ESA's Euclid mission is designed to explore the composition and evolution of the dark Universe. The space telescope will create a great map of the large-scale structure of the Universe across space and time by observing billions of galaxies out to 10 billion light-years, across more than a third of the sky. Euclid will explore how the Universe has expanded and how structure has formed over cosmic history, revealing more about the role of gravity and the nature of dark energy and dark matter.


Euclid's primary goals are to study two key properties of the Universe: the historical evolution of its expansion and its dark matter. Euclid does this by taking images of very distant galaxies - these galaxies are typically billions of light years away, so the images show us galaxies as they existed billions of years ago. By comparing many images of galaxies with different distances we can learn about how the Universe has been changing over the course of its history.

There is a slight catch to this though - the images Euclid makes are not faithful depictions of the galaxies. This is not because the telescope isn't working, quite the contrary! It is because the light from these distant galaxies has been distorted by the gravitational pull of all the intervening matter between the galaxy and the telescope. This phenomenon is called gravitational lensing. We can't see this intervening matter because about 85% of it is invisible dark matter. Far from being an impediment to doing science with Euclid's images, gravitational lensing can actually be used to learn about the dark matter doing the lensing. Distortions in galaxy images are analysed statistically to isolate the lensing signal. This is the first of Euclid's core scientific objectives - to measure gravitational lensing, make maps of dark matter, and then use those maps to learn about the physics of the Universe.

SET PROBLEM 1.
Show each line of the records that contains the word "dark", copied in full.
The Euclid article and the records are unrelated to each other.

DATA FOR THIS EXERCISE.
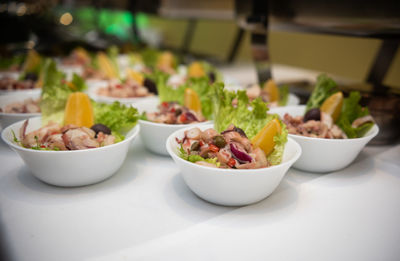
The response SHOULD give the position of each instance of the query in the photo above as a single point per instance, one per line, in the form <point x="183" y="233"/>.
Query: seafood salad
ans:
<point x="27" y="106"/>
<point x="126" y="89"/>
<point x="69" y="137"/>
<point x="229" y="149"/>
<point x="11" y="84"/>
<point x="315" y="124"/>
<point x="330" y="115"/>
<point x="173" y="113"/>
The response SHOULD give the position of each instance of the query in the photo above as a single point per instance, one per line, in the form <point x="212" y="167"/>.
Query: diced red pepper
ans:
<point x="213" y="148"/>
<point x="182" y="118"/>
<point x="231" y="162"/>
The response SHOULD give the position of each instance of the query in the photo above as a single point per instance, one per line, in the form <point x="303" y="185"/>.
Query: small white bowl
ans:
<point x="155" y="134"/>
<point x="70" y="168"/>
<point x="10" y="118"/>
<point x="15" y="75"/>
<point x="93" y="93"/>
<point x="231" y="187"/>
<point x="325" y="155"/>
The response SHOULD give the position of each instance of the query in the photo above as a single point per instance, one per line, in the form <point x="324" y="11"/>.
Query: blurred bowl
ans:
<point x="231" y="187"/>
<point x="7" y="119"/>
<point x="94" y="86"/>
<point x="70" y="168"/>
<point x="325" y="155"/>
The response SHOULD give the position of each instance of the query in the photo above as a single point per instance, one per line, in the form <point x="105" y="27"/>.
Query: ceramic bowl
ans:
<point x="155" y="134"/>
<point x="325" y="155"/>
<point x="70" y="168"/>
<point x="231" y="187"/>
<point x="10" y="118"/>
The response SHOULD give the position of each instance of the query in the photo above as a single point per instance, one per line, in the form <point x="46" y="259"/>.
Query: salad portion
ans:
<point x="26" y="106"/>
<point x="173" y="113"/>
<point x="269" y="92"/>
<point x="71" y="121"/>
<point x="330" y="115"/>
<point x="245" y="136"/>
<point x="124" y="89"/>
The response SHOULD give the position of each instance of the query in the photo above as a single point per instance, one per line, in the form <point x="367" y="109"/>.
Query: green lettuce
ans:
<point x="324" y="88"/>
<point x="351" y="110"/>
<point x="195" y="158"/>
<point x="200" y="85"/>
<point x="251" y="117"/>
<point x="119" y="118"/>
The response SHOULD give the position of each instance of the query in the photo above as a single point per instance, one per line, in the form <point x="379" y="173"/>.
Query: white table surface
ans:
<point x="146" y="212"/>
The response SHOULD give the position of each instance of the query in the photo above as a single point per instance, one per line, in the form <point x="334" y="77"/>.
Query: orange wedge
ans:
<point x="78" y="110"/>
<point x="192" y="100"/>
<point x="272" y="89"/>
<point x="166" y="60"/>
<point x="134" y="75"/>
<point x="106" y="66"/>
<point x="196" y="70"/>
<point x="333" y="105"/>
<point x="264" y="139"/>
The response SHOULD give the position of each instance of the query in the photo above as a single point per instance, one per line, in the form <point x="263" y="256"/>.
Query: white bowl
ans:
<point x="10" y="118"/>
<point x="93" y="88"/>
<point x="70" y="168"/>
<point x="325" y="155"/>
<point x="15" y="75"/>
<point x="231" y="187"/>
<point x="155" y="134"/>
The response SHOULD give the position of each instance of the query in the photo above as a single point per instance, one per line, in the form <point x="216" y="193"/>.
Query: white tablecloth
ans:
<point x="146" y="212"/>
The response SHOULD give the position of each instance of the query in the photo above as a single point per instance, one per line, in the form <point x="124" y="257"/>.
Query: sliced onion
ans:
<point x="239" y="154"/>
<point x="190" y="116"/>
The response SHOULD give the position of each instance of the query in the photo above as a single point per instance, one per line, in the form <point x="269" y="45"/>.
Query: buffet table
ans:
<point x="146" y="212"/>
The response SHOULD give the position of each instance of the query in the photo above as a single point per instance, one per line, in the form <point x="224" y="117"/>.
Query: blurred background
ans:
<point x="354" y="41"/>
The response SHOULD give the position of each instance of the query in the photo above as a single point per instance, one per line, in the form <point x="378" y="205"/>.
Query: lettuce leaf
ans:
<point x="250" y="120"/>
<point x="118" y="117"/>
<point x="195" y="158"/>
<point x="324" y="88"/>
<point x="351" y="110"/>
<point x="55" y="92"/>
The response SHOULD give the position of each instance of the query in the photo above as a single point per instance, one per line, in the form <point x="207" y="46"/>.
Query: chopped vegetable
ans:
<point x="250" y="120"/>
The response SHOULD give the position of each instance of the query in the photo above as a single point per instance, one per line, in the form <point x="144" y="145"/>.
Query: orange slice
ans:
<point x="78" y="110"/>
<point x="264" y="139"/>
<point x="333" y="105"/>
<point x="106" y="66"/>
<point x="192" y="100"/>
<point x="272" y="89"/>
<point x="196" y="70"/>
<point x="134" y="75"/>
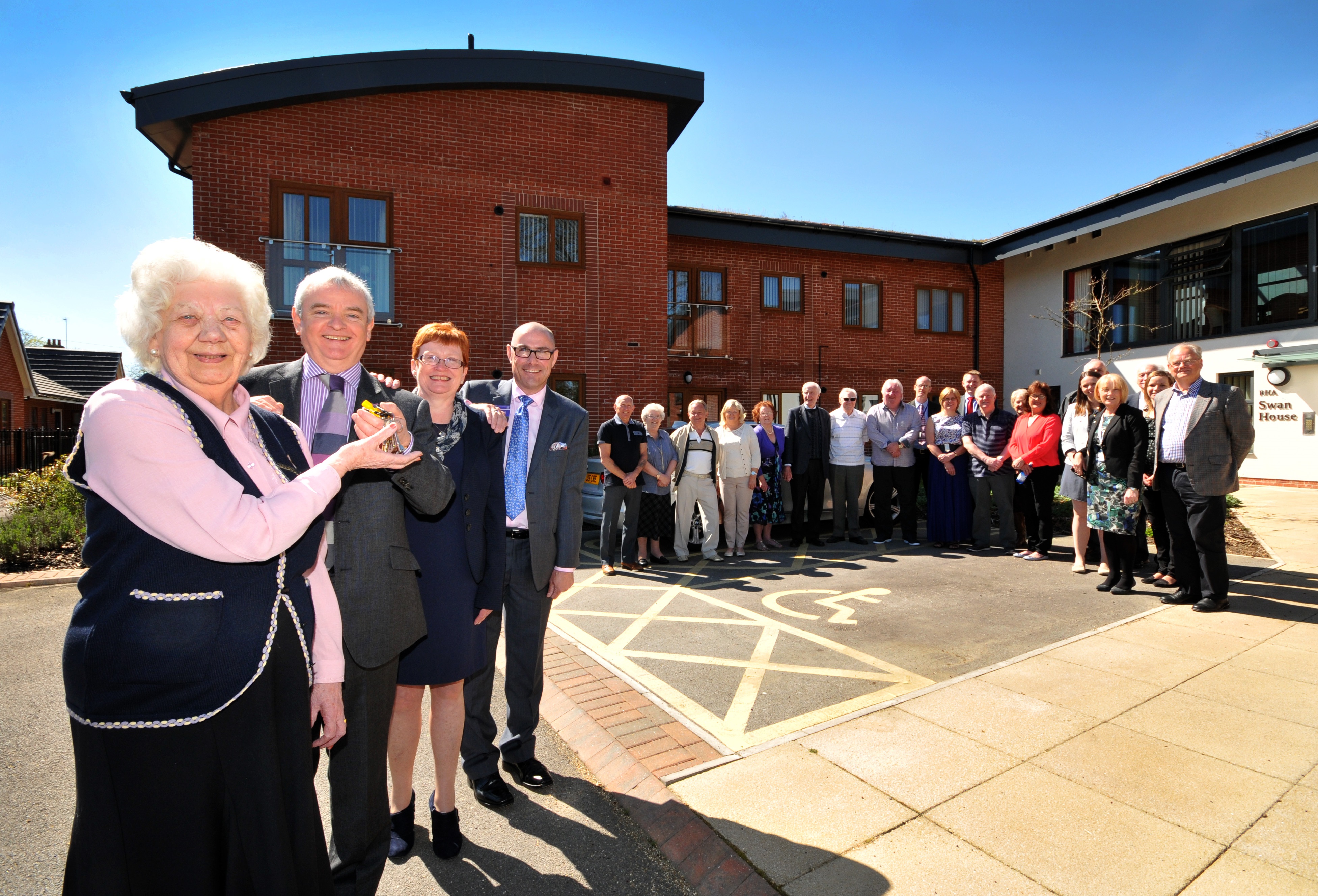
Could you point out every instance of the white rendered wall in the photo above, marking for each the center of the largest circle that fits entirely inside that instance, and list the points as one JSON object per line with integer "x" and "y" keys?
{"x": 1033, "y": 347}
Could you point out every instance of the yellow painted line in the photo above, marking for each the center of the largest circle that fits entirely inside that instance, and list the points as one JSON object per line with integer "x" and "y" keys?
{"x": 764, "y": 666}
{"x": 748, "y": 690}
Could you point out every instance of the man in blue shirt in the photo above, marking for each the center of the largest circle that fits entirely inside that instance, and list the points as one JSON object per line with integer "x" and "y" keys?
{"x": 985, "y": 434}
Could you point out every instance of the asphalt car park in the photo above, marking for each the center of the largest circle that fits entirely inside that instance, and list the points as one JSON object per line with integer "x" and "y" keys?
{"x": 768, "y": 645}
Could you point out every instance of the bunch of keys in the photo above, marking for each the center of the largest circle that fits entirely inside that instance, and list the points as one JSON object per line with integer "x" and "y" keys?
{"x": 389, "y": 445}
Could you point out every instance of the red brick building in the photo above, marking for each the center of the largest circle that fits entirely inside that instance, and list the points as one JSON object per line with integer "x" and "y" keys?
{"x": 493, "y": 188}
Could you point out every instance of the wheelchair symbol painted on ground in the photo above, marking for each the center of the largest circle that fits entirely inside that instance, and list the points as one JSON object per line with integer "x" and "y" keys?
{"x": 613, "y": 636}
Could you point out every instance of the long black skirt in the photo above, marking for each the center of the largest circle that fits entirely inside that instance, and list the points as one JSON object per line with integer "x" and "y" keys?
{"x": 224, "y": 807}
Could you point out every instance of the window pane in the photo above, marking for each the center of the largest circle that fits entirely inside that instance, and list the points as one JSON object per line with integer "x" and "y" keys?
{"x": 852, "y": 305}
{"x": 1200, "y": 277}
{"x": 533, "y": 239}
{"x": 791, "y": 294}
{"x": 566, "y": 242}
{"x": 870, "y": 306}
{"x": 1135, "y": 317}
{"x": 368, "y": 221}
{"x": 294, "y": 226}
{"x": 711, "y": 286}
{"x": 1275, "y": 272}
{"x": 940, "y": 311}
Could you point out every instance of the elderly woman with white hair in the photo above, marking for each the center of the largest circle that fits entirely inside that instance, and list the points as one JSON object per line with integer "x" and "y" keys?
{"x": 208, "y": 641}
{"x": 739, "y": 472}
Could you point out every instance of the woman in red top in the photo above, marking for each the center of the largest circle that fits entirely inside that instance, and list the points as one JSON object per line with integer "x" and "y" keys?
{"x": 1034, "y": 455}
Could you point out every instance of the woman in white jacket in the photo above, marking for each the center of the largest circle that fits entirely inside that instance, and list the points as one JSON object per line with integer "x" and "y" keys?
{"x": 739, "y": 474}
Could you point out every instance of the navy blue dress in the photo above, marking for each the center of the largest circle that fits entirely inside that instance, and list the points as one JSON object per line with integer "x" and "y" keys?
{"x": 452, "y": 647}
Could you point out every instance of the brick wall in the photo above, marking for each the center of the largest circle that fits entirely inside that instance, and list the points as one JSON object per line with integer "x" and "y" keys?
{"x": 450, "y": 157}
{"x": 775, "y": 352}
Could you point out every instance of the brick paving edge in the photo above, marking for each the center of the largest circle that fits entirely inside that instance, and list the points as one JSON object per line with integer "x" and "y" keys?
{"x": 702, "y": 856}
{"x": 40, "y": 578}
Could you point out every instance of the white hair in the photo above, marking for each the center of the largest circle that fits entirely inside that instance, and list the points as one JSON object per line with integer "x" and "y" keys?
{"x": 165, "y": 265}
{"x": 327, "y": 277}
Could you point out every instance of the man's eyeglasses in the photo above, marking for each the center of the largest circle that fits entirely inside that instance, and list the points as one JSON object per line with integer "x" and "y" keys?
{"x": 541, "y": 354}
{"x": 434, "y": 362}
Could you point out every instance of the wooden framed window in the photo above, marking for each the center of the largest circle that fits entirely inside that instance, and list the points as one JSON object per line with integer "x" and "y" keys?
{"x": 550, "y": 238}
{"x": 862, "y": 306}
{"x": 940, "y": 310}
{"x": 698, "y": 310}
{"x": 781, "y": 293}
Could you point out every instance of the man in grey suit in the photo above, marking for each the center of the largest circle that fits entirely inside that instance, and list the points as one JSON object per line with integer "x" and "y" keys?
{"x": 369, "y": 560}
{"x": 545, "y": 466}
{"x": 1204, "y": 433}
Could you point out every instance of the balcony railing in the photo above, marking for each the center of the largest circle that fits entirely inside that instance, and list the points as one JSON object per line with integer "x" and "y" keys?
{"x": 698, "y": 330}
{"x": 288, "y": 261}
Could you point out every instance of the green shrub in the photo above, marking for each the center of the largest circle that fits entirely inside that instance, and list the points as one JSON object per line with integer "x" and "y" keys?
{"x": 47, "y": 513}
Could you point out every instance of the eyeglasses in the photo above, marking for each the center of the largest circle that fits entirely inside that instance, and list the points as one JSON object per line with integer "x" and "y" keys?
{"x": 541, "y": 354}
{"x": 434, "y": 362}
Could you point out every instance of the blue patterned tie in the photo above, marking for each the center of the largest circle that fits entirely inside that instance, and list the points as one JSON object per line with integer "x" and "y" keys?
{"x": 519, "y": 455}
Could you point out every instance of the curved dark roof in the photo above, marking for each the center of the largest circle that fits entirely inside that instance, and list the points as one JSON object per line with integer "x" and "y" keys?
{"x": 168, "y": 110}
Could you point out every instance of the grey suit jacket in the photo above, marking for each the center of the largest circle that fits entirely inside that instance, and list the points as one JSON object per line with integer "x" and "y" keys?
{"x": 375, "y": 572}
{"x": 1218, "y": 439}
{"x": 554, "y": 477}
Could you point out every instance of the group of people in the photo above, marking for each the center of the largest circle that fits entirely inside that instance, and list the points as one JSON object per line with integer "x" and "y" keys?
{"x": 284, "y": 558}
{"x": 1126, "y": 462}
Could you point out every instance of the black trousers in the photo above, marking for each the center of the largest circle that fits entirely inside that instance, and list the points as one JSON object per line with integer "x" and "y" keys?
{"x": 1040, "y": 485}
{"x": 903, "y": 479}
{"x": 807, "y": 485}
{"x": 1152, "y": 500}
{"x": 525, "y": 615}
{"x": 359, "y": 778}
{"x": 1197, "y": 526}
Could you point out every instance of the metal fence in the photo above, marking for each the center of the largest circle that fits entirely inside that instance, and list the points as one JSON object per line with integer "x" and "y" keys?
{"x": 31, "y": 450}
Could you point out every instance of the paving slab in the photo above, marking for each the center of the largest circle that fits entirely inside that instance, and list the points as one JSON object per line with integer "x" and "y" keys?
{"x": 1209, "y": 796}
{"x": 915, "y": 860}
{"x": 909, "y": 758}
{"x": 1287, "y": 835}
{"x": 1072, "y": 840}
{"x": 1254, "y": 741}
{"x": 790, "y": 811}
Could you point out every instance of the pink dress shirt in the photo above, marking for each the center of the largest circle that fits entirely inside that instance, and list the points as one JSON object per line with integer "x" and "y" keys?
{"x": 141, "y": 458}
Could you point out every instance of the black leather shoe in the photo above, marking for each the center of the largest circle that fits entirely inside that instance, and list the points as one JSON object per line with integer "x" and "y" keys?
{"x": 403, "y": 829}
{"x": 491, "y": 791}
{"x": 1179, "y": 596}
{"x": 532, "y": 774}
{"x": 445, "y": 836}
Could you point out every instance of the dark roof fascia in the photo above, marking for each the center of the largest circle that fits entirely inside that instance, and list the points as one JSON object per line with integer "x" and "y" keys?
{"x": 1268, "y": 157}
{"x": 827, "y": 238}
{"x": 168, "y": 110}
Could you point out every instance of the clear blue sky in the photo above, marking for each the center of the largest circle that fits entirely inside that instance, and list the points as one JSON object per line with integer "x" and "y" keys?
{"x": 948, "y": 119}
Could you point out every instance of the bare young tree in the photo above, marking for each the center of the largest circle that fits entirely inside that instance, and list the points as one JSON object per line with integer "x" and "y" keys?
{"x": 1092, "y": 314}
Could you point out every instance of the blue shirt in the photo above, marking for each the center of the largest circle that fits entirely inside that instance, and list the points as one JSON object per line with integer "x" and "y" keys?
{"x": 1176, "y": 422}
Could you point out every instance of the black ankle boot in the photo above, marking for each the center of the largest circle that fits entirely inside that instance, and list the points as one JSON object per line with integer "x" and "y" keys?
{"x": 445, "y": 836}
{"x": 403, "y": 829}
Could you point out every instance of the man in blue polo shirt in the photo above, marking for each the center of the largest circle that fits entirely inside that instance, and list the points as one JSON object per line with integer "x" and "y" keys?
{"x": 623, "y": 451}
{"x": 985, "y": 433}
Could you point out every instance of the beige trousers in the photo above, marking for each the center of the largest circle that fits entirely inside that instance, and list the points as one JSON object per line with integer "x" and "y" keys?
{"x": 691, "y": 493}
{"x": 736, "y": 495}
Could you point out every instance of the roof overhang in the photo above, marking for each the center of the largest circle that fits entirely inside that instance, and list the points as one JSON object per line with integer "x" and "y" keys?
{"x": 167, "y": 111}
{"x": 827, "y": 238}
{"x": 1266, "y": 159}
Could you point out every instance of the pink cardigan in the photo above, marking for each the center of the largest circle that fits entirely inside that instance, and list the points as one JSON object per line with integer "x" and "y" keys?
{"x": 141, "y": 458}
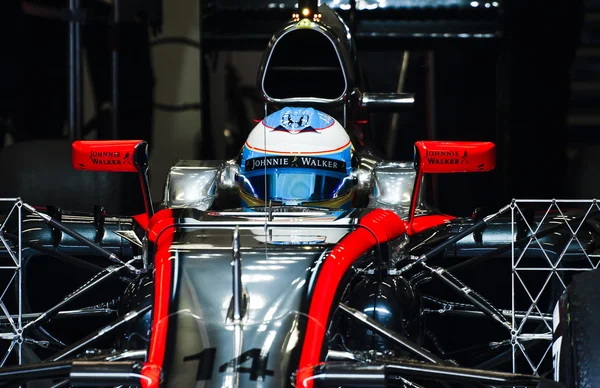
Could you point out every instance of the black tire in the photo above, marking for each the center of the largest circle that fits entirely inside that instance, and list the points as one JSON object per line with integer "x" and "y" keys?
{"x": 576, "y": 346}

SET PROBLEM 2.
Repeat everything in the Euclid article from "ESA's Euclid mission" down to "and dark matter.", word for word.

TASK RESULT 1.
Could you point out every instance of the curved dark roof in the photo above, marking for each the center of the largest circle that fits entirely inside that instance, and list the points as one JSON object per line with integer "x" and "y" keys?
Could you point out every instance of the dark roof fascia in the photo above, marking for each the center of the largest circle that fits entirely inside that instance, and list the points as one JSON object per line with integer "x" and "y" keys?

TASK RESULT 2.
ESA's Euclid mission is designed to explore the composition and evolution of the dark Universe. The space telescope will create a great map of the large-scale structure of the Universe across space and time by observing billions of galaxies out to 10 billion light-years, across more than a third of the sky. Euclid will explore how the Universe has expanded and how structure has formed over cosmic history, revealing more about the role of gravity and the nature of dark energy and dark matter.